### Problem statement
Reproduce the following material verbatim, preserving every line without alteration.
--- Start Records for the task ---
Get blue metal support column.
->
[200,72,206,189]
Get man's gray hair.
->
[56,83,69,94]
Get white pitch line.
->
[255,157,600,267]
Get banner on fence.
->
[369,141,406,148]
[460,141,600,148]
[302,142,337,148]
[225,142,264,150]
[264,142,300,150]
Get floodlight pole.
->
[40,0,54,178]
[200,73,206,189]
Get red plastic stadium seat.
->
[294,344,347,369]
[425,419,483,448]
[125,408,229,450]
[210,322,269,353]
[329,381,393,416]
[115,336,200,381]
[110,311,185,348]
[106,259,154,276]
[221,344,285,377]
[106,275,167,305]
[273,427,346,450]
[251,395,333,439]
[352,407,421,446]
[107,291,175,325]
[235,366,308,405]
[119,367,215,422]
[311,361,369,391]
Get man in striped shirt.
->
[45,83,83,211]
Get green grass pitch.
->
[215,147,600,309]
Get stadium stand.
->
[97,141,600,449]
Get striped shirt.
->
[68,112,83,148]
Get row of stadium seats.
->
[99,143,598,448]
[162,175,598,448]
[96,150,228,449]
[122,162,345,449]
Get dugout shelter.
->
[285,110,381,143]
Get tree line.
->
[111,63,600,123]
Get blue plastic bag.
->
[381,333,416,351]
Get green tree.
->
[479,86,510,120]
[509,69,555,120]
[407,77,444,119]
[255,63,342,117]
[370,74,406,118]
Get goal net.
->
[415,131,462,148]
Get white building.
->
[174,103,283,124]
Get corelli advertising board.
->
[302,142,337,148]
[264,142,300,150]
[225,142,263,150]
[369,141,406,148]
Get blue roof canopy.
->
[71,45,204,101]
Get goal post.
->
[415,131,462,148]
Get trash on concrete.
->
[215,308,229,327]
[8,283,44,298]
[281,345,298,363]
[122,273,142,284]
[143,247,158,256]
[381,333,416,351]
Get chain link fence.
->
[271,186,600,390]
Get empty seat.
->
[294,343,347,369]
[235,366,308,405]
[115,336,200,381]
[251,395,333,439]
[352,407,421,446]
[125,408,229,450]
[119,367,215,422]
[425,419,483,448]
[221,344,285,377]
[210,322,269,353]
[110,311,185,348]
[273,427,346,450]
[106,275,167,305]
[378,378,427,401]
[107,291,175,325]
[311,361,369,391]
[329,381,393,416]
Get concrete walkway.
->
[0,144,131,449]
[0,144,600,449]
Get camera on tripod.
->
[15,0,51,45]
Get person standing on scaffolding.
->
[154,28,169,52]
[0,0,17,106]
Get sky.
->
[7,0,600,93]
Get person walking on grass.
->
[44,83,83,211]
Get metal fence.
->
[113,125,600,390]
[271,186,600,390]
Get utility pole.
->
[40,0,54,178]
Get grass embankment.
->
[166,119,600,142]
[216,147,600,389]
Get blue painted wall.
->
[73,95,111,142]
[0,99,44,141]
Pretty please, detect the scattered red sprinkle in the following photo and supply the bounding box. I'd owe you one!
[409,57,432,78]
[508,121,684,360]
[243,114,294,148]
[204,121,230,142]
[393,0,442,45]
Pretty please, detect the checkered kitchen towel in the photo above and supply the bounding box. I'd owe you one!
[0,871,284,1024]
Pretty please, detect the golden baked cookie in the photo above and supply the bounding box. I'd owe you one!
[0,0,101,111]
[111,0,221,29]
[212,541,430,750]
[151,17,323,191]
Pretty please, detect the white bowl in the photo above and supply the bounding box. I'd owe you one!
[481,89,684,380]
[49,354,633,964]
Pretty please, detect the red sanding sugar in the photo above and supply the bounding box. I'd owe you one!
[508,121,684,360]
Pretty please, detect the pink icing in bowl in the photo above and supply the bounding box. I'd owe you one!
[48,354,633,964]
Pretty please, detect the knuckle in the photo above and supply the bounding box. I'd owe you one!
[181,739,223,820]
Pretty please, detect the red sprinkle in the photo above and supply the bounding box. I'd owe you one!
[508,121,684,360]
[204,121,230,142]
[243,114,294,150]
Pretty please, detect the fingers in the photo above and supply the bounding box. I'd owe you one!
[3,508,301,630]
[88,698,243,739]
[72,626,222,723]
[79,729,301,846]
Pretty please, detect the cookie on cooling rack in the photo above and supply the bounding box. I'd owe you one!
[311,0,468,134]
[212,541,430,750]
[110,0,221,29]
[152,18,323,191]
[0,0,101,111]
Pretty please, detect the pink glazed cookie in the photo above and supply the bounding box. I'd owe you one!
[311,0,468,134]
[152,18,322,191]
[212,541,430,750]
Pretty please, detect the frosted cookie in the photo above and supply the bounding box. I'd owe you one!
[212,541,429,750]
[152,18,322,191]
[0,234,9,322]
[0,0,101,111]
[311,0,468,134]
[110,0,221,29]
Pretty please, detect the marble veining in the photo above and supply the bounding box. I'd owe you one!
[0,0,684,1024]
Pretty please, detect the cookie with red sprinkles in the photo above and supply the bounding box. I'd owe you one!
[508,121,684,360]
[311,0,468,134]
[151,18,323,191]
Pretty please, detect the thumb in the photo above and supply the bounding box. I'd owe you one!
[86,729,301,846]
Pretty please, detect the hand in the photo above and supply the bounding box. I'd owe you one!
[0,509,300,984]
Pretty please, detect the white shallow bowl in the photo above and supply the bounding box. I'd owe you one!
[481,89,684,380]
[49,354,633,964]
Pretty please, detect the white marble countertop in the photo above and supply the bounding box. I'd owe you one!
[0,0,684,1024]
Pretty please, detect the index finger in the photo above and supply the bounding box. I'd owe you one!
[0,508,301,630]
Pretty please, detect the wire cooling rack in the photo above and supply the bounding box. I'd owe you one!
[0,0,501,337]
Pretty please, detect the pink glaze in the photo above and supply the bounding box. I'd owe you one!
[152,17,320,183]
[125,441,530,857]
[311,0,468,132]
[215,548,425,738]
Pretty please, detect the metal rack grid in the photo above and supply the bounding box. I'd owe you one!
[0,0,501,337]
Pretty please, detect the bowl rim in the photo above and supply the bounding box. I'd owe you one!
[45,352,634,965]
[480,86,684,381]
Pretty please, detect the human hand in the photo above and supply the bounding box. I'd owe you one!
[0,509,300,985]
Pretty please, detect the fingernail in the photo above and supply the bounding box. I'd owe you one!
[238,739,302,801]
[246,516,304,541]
--- End Records for the task ---
### Correct answer
Get blue metal support column.
->
[200,72,206,189]
Get man's gray hair.
->
[56,83,69,94]
Get white pitch line.
->
[255,157,600,267]
Get banner on fence.
->
[369,141,406,148]
[460,141,600,148]
[302,142,337,148]
[225,142,264,150]
[264,142,300,150]
Get floodlight pole.
->
[40,0,54,178]
[200,73,206,189]
Get red plastic stadium seat.
->
[294,344,347,369]
[425,419,483,448]
[125,408,229,450]
[210,322,269,353]
[329,381,393,416]
[115,336,200,381]
[110,311,185,348]
[106,259,154,276]
[221,344,285,377]
[106,275,167,305]
[273,427,346,450]
[251,395,333,439]
[352,407,421,446]
[107,291,175,325]
[235,366,308,405]
[119,367,215,422]
[311,361,369,391]
Get man in striped shirt.
->
[45,83,83,211]
Get green grass pitch.
->
[215,147,600,309]
Get stadium stand.
->
[97,141,600,449]
Get striped shirt.
->
[68,112,83,148]
Get row of stadium seats.
->
[99,143,598,448]
[162,175,598,448]
[96,150,228,449]
[122,162,345,449]
Get dugout shelter.
->
[285,110,381,143]
Get tree line.
->
[111,63,600,123]
Get blue plastic bag.
->
[381,333,416,351]
Get green tree.
->
[479,86,510,120]
[509,69,555,120]
[407,77,444,119]
[255,63,342,117]
[370,74,406,118]
Get goal net.
->
[415,131,462,148]
Get white building.
->
[174,103,283,124]
Get corelli advertising board.
->
[302,142,337,148]
[264,142,300,150]
[225,142,263,150]
[369,141,406,148]
Get blue roof canopy.
->
[71,45,204,101]
Get goal post.
->
[415,131,462,148]
Get trash on concrete.
->
[215,308,229,327]
[8,283,44,298]
[281,345,298,363]
[122,273,142,284]
[143,247,158,256]
[381,333,416,351]
Get chain link fence.
->
[271,186,600,390]
Get empty seat.
->
[294,343,347,369]
[235,366,308,405]
[115,336,200,381]
[251,395,333,439]
[352,407,421,446]
[125,408,229,450]
[119,367,215,422]
[425,419,483,448]
[221,344,285,377]
[210,322,269,353]
[110,311,185,348]
[273,427,346,450]
[106,275,167,305]
[378,378,427,401]
[107,291,175,325]
[311,361,369,391]
[329,381,393,416]
Get concrete walkway.
->
[0,144,131,449]
[0,144,600,449]
Get camera on tripod.
->
[15,0,51,45]
Get person standing on scaffolding.
->
[154,28,169,52]
[0,0,17,106]
Get sky.
->
[7,0,600,93]
Get person walking on grass.
->
[44,83,83,211]
Get metal fence.
->
[113,125,600,390]
[271,186,600,390]
Get utility pole.
->
[40,0,54,178]
Get grass embankment.
->
[166,119,600,142]
[216,147,600,389]
Get blue painted wall.
->
[73,95,111,142]
[0,99,44,141]
Pretty please, detect the scattered red sprinkle in the following photo and supply the bounding box. I'd owe you one!
[409,57,432,78]
[508,121,684,360]
[243,114,294,148]
[204,121,230,142]
[393,0,442,45]
Pretty please, detect the checkered kitchen towel in the photo above and supply the bounding box. I'd owe you one!
[0,871,284,1024]
Pretty please, detect the golden baked cookie in the photo above and supply the bounding box. I'd owe you one!
[0,0,101,111]
[111,0,221,29]
[212,541,430,750]
[151,17,323,191]
Pretty please, detect the white bowl in the photo above and supply the bounding box. I'd owe you one!
[481,89,684,380]
[49,354,633,964]
Pretty please, detect the red sanding sugar in the photo above and supply the bounding box. I'd owe you one!
[508,121,684,360]
Pretty please, detect the pink icing in bowl in the photo above and supply the bounding box. I'd owe you one!
[48,354,633,964]
Pretty please, detect the knuckle in the photo above and supply the bounding box. I'd owe you one!
[181,739,223,820]
Pretty please, detect the red sprinkle in the photo above and supply the bounding box. I'd owe you one!
[508,121,684,360]
[204,121,230,142]
[243,114,294,150]
Pretty please, detect the fingers in the photo above and supply the bounding box. I'd owe you one!
[3,508,301,630]
[88,698,243,739]
[72,626,222,723]
[79,729,301,846]
Pretty please, detect the cookie on cooling rack in the photo above and supply the bounding box. I'd owe you one!
[311,0,468,134]
[212,541,430,750]
[110,0,221,29]
[152,18,323,191]
[0,0,101,111]
Pretty please, detect the pink glazed cookie in the photo above and supply the bounding box. I'd owe you one!
[311,0,468,134]
[152,18,322,191]
[212,541,430,750]
Pretty please, detect the frosted cookie in the photo above and supply the bounding box. I'd owe you one!
[212,541,429,750]
[152,18,322,191]
[0,234,9,322]
[0,0,101,111]
[311,0,468,134]
[110,0,221,29]
Pretty please, detect the marble veining in the photo above and supply the bounding box. I'd owe you one!
[0,0,684,1024]
Pretty please, detect the cookie with red sprinkles in the photo above and supply the bounding box. I'd owe you one!
[508,121,684,360]
[311,0,468,134]
[151,18,323,191]
Pretty please, detect the thumb in the photo above and supply the bounding box. I'd owe you one!
[86,729,301,846]
Pretty please, detect the hand in the photo above and supply the bounding box. I'd owe you one!
[0,509,300,984]
Pretty please, detect the white shallow bowl in the photo above and supply the bounding box. I'd owe you one!
[481,89,684,380]
[49,354,633,964]
Pretty please, detect the white marble countertop in the photo above and supply the bounding box. I'd owe you one!
[0,0,684,1024]
Pretty please, detect the index finger in the photo above and supply the bounding box. I'd owe you one!
[0,508,301,630]
Pretty please, detect the wire cooling rack in the photo above and supply the bounding box. I'd owe you one!
[0,0,501,337]
Pretty please, detect the pink glaze in the photo above and supply the bounding box. I'd owe you one!
[152,17,320,183]
[125,441,530,857]
[311,0,468,132]
[215,548,425,738]
Pretty please, detect the metal rack grid in the photo above and supply the bounding box. I'd owe you one!
[0,0,501,337]
Pretty please, detect the bowl rim in the photo above and supply the bounding box. I'd owe you one!
[45,352,634,965]
[480,86,684,381]
Pretty please, detect the human hand in the photo above and supply the bounding box. I'd owe you one!
[0,509,300,985]
Pretty please, detect the fingernail in the photo above and supply the bounding box. I'd owe you one!
[238,739,302,801]
[246,516,304,541]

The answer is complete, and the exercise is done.